§ **Exercise**
All entries below are to be returned exactly, with pictures left out.
────────
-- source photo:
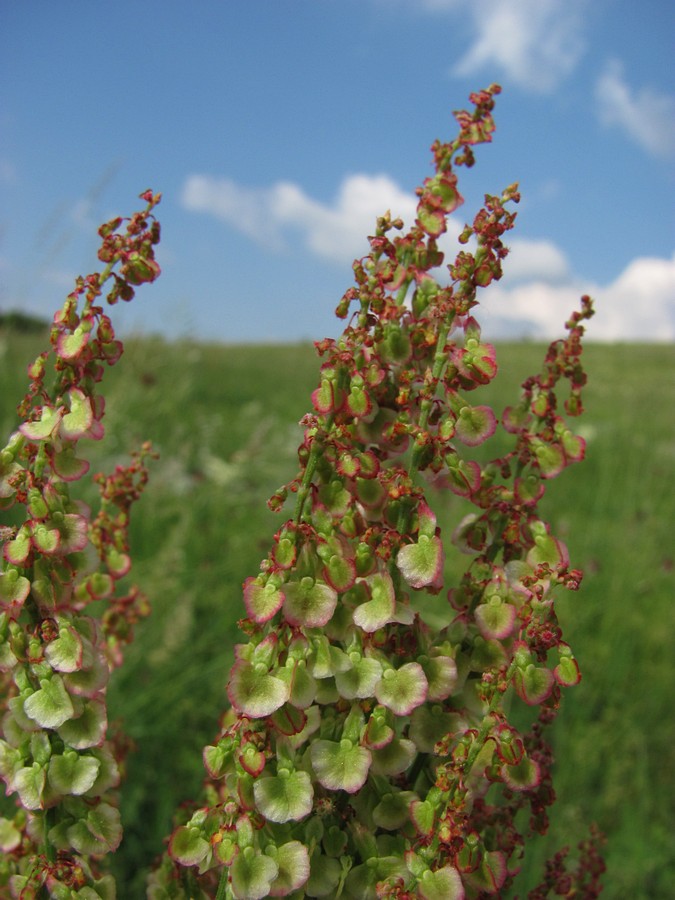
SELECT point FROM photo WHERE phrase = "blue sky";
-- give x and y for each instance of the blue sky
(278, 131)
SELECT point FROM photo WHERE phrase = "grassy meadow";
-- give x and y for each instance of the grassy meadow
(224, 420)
────────
§ **Task response**
-- source photo:
SELECT point FROM photo WHERE phrase = "blue sky";
-- give x and y for each instance of the blue sky
(278, 131)
SELECT point FROM photo WHERE phrase = "grassy meadow";
-- give x and y for each instance of the grassy meadow
(224, 420)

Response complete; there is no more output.